Task to complete
Reproduce the listing below without any change.

Dataset extract

*-*-*

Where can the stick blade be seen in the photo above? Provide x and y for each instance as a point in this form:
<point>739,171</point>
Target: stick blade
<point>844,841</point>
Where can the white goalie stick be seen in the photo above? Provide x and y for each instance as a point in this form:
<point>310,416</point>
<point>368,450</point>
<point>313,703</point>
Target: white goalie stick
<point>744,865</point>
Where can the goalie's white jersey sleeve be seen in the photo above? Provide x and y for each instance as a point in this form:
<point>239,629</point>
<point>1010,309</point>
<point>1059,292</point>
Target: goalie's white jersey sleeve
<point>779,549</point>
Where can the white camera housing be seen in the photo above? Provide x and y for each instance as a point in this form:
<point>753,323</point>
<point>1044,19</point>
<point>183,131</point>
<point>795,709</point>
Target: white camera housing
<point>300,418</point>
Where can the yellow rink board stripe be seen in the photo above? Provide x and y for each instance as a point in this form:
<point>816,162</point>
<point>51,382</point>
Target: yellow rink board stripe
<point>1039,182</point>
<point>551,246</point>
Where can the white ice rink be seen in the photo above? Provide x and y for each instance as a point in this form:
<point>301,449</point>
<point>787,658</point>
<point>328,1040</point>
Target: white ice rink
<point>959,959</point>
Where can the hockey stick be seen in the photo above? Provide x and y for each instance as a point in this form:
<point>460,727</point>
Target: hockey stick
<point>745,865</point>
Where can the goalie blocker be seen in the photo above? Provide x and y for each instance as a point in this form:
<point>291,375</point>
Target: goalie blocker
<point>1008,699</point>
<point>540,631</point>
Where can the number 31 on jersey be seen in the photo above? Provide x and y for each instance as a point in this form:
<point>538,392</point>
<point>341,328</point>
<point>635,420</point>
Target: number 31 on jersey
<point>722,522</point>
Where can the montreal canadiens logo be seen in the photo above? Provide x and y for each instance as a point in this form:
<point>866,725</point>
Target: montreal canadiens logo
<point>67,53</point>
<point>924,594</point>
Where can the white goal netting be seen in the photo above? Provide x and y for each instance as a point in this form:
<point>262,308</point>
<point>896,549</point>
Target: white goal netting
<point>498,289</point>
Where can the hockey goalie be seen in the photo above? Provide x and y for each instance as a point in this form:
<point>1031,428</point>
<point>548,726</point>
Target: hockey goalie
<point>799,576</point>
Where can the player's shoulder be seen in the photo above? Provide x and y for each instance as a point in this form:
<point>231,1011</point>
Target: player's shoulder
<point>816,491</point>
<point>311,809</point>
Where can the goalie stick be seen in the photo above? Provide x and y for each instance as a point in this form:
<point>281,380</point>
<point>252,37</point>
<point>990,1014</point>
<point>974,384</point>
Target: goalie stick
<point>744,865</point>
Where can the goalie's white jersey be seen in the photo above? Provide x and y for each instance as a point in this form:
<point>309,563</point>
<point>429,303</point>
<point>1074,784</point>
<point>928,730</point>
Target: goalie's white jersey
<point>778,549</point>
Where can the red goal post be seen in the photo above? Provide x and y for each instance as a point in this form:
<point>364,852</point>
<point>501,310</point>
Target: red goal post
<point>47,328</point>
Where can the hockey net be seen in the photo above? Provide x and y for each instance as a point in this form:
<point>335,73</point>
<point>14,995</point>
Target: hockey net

*-*-*

Written response
Where can the stick blade be seen in the photo above? Provide x and y for each instance as a point in this form:
<point>739,171</point>
Target: stick blade
<point>844,841</point>
Where can the white goalie stick be seen in the photo above? Provide x and y for each instance as a point in this form:
<point>310,416</point>
<point>368,450</point>
<point>313,703</point>
Target: white goalie stick
<point>744,865</point>
Where can the goalie's white jersey sleeve be seen in the photo above? Provide x and y for each instance as a point in this form:
<point>239,629</point>
<point>1010,309</point>
<point>1059,292</point>
Target: goalie's white jersey sleeve
<point>779,549</point>
Where can the white camera housing be seen in the photo above? Provide x and y for each instance as a point in this form:
<point>753,323</point>
<point>1044,19</point>
<point>183,131</point>
<point>795,709</point>
Target: white camera housing
<point>300,418</point>
Where can the yellow rink board stripe be seen in the photo above? Provide x and y for each instance as a point in this form:
<point>816,162</point>
<point>51,382</point>
Target: yellow rink board stripe
<point>1039,182</point>
<point>551,246</point>
Where can the white ice rink be seen in the photo above? Provide x and y for each instance as a point in this form:
<point>301,449</point>
<point>787,658</point>
<point>328,1040</point>
Target: white ice rink
<point>959,959</point>
Where can the hockey stick be seen in the photo above? Provide x and y for each instance as a point in this form:
<point>460,727</point>
Target: hockey stick
<point>745,865</point>
Where can the goalie blocker be seen in the photo above? Provide x and y for each instance as a point in this form:
<point>291,375</point>
Target: goalie blocker
<point>1008,699</point>
<point>540,631</point>
Where can the number 31 on jersey be seen in the photo above? Provide x and y for each instance as a point in this form:
<point>538,392</point>
<point>341,328</point>
<point>635,420</point>
Target: number 31 on jersey
<point>722,522</point>
Where can the montreal canadiens logo be seen in the photo above? Provide x and y for each instance as a point in this form:
<point>866,725</point>
Target: montreal canadiens logo
<point>67,53</point>
<point>924,594</point>
Where can the white goal netting be seen in the photo above? Provide x and y for each instance as a point in this form:
<point>262,308</point>
<point>896,549</point>
Target: white goal netting
<point>498,289</point>
Where can the hockey goalie be seen in the photo above? Provide x and y for each instance as a point in this form:
<point>1031,428</point>
<point>548,726</point>
Target: hockey goalie
<point>799,576</point>
Where can the player's shoulder be seen in the photo above? Provide x and y for each instance as a point in this form:
<point>231,1011</point>
Target: player's shoulder
<point>816,491</point>
<point>311,809</point>
Where can the goalie stick be seen in the photo above? Provide x and y for each instance as a point in this form:
<point>281,380</point>
<point>252,37</point>
<point>990,1014</point>
<point>974,384</point>
Target: goalie stick
<point>744,865</point>
Where can the goalie's white jersey be seen in the photo above? Provide x and y for each instance as a point in this form:
<point>309,563</point>
<point>429,303</point>
<point>1074,784</point>
<point>928,730</point>
Target: goalie's white jersey
<point>778,549</point>
Where can the red goal post be seen in the photo above? Provide x and y for each instance as a point in this form:
<point>364,852</point>
<point>501,310</point>
Target: red goal post
<point>47,328</point>
Where can the hockey net be seen in the photo above? Provide x and y for each instance as a point in this form:
<point>335,73</point>
<point>14,995</point>
Target: hockey net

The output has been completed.